* TASK DATA
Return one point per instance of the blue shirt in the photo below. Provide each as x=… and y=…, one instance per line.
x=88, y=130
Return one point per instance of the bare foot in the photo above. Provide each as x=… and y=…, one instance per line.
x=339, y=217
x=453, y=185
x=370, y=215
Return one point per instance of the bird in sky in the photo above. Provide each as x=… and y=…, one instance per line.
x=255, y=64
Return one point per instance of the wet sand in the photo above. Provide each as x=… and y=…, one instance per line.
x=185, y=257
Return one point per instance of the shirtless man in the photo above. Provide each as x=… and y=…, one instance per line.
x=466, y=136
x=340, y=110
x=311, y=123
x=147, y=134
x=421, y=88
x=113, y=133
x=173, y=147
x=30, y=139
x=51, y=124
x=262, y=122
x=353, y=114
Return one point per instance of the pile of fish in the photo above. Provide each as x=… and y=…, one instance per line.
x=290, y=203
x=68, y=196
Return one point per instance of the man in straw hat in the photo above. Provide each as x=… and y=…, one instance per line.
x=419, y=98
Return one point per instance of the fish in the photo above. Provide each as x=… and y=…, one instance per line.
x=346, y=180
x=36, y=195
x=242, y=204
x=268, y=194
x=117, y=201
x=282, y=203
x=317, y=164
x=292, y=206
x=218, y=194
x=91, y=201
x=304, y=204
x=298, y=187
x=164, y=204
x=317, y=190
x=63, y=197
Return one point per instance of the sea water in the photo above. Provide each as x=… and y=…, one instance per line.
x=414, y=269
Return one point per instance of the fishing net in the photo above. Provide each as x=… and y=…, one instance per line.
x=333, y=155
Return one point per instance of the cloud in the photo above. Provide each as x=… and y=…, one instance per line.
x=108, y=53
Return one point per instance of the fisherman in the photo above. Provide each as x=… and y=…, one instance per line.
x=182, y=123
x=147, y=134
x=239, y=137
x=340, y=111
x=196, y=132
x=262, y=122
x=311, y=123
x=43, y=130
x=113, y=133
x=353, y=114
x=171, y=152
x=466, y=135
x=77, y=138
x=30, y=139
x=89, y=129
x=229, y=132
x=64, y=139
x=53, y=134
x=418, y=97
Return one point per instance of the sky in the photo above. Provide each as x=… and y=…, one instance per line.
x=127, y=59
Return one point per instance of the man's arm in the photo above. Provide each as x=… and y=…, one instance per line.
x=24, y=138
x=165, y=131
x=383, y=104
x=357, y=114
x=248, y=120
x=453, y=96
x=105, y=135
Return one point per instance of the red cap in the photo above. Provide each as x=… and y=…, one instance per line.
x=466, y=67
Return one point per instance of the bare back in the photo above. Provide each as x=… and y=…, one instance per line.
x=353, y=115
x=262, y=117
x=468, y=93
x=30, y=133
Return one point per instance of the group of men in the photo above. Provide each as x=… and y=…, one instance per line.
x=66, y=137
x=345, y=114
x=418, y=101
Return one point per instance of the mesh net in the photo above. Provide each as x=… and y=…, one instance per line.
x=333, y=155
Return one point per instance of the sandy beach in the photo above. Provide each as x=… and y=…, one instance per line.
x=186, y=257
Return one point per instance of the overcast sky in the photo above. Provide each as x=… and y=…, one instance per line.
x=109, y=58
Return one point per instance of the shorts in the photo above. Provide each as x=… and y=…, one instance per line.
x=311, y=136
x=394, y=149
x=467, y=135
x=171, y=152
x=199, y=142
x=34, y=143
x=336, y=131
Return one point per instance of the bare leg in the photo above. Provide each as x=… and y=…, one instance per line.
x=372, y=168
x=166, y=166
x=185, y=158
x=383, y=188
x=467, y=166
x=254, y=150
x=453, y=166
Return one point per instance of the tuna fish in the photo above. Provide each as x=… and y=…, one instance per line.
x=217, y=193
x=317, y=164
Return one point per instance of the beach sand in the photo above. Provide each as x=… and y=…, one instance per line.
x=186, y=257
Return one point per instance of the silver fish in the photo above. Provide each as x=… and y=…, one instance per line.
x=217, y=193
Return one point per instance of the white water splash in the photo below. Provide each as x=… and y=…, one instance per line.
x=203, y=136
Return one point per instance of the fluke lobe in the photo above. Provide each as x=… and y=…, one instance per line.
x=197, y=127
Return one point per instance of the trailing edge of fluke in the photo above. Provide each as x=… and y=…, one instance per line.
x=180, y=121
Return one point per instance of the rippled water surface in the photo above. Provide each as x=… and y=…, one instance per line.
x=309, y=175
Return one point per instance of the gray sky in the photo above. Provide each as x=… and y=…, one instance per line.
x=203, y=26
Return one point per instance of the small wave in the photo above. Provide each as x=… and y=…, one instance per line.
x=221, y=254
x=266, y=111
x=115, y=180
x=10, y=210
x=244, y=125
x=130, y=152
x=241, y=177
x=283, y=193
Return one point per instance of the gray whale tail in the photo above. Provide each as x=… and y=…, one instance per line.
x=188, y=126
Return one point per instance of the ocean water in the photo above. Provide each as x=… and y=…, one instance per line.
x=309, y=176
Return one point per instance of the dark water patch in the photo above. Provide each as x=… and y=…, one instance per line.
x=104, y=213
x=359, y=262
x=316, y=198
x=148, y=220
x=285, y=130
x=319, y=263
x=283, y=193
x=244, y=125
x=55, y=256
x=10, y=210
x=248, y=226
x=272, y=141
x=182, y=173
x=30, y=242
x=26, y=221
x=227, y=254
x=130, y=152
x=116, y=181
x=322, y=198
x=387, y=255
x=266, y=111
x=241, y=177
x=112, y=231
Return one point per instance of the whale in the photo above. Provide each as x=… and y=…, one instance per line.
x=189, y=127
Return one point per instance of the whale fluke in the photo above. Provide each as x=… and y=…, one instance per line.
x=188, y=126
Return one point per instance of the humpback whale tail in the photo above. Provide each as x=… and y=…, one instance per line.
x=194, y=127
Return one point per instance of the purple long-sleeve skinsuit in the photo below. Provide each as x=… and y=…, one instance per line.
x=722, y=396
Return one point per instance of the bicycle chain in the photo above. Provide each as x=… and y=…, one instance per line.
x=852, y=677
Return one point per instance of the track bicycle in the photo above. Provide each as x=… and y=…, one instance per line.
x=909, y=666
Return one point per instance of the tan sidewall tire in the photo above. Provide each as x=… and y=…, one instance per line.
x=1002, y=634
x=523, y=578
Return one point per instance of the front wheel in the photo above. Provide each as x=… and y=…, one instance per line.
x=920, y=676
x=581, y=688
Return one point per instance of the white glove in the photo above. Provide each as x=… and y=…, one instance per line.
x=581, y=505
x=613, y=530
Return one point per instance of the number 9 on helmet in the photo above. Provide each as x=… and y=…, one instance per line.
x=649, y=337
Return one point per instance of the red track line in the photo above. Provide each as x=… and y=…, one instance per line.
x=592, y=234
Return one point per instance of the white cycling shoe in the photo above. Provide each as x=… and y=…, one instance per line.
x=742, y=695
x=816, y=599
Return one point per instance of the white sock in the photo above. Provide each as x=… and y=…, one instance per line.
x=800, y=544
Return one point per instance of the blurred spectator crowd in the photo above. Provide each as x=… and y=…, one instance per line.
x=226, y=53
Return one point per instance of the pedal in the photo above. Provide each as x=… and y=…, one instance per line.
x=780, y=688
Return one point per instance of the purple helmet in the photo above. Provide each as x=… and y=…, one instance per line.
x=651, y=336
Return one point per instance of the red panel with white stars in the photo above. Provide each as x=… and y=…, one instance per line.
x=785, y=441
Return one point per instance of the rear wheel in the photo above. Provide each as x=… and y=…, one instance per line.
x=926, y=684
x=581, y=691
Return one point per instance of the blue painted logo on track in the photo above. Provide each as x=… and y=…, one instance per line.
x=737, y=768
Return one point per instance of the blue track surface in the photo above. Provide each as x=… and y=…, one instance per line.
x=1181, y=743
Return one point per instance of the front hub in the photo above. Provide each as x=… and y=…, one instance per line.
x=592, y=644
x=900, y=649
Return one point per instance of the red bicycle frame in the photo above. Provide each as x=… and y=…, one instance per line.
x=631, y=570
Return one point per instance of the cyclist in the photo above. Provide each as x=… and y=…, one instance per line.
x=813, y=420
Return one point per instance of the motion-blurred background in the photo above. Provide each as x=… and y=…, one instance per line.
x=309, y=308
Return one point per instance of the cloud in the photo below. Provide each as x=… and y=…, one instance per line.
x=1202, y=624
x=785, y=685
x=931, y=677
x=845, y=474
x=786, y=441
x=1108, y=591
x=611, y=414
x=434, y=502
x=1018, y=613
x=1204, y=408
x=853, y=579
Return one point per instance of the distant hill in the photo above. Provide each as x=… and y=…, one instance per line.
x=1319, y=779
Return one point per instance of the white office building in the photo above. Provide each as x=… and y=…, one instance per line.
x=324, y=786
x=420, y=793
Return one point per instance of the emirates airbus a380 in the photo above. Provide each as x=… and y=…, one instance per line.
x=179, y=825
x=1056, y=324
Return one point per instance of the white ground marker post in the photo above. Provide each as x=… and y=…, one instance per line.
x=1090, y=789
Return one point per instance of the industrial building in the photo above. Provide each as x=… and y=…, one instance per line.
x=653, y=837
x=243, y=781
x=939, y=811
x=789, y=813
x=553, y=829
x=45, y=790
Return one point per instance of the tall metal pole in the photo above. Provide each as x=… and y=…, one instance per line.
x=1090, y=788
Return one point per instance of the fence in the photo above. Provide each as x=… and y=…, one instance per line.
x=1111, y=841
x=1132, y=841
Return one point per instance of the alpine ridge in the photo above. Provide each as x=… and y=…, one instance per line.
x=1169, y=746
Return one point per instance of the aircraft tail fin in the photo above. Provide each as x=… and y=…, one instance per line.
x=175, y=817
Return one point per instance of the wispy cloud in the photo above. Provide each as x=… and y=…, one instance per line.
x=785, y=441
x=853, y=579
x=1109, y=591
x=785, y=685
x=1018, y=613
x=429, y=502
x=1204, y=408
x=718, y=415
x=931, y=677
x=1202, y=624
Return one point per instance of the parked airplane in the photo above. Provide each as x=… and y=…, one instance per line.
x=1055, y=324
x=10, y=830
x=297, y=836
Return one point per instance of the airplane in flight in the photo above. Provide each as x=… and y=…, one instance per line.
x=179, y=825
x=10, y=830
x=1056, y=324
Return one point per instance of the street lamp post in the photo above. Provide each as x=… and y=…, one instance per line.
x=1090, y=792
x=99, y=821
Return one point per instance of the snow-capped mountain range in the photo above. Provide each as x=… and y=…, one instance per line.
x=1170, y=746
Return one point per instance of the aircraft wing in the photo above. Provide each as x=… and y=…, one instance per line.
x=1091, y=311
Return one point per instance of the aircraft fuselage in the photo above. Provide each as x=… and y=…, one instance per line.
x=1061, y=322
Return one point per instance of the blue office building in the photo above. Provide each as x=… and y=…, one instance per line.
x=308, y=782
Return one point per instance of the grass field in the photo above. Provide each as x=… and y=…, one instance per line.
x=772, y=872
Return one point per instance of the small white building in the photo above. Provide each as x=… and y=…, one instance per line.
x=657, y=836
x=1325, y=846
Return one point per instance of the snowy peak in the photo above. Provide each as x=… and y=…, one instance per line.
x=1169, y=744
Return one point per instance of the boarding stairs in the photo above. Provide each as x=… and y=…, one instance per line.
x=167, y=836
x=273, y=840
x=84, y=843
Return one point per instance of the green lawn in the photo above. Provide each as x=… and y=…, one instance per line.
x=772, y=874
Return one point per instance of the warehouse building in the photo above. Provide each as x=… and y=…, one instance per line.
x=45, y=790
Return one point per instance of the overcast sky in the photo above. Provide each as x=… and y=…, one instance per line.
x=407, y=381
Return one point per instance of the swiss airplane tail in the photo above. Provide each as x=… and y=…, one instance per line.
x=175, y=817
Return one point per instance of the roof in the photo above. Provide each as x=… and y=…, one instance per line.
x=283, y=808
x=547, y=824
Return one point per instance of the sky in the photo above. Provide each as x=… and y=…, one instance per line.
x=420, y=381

* SET TASK
Can you retype, word for word, the stretch of the records above from their first line through the line containing "x=185, y=257"?

* OUTPUT BELOW
Return one point per instance of the blue shirt in the photo below. Provide each as x=… and y=…, one instance per line.
x=88, y=130
Return one point per instance of the bare foot in the photo above. Provide each as x=… and y=…, one instance per line.
x=339, y=217
x=453, y=185
x=370, y=215
Return one point per instance of the bird in sky in the photo above. Provide each as x=… and y=…, one instance per line.
x=255, y=64
Return one point per instance of the wet sand in the photo above. Provide each as x=… and y=…, one instance per line.
x=185, y=257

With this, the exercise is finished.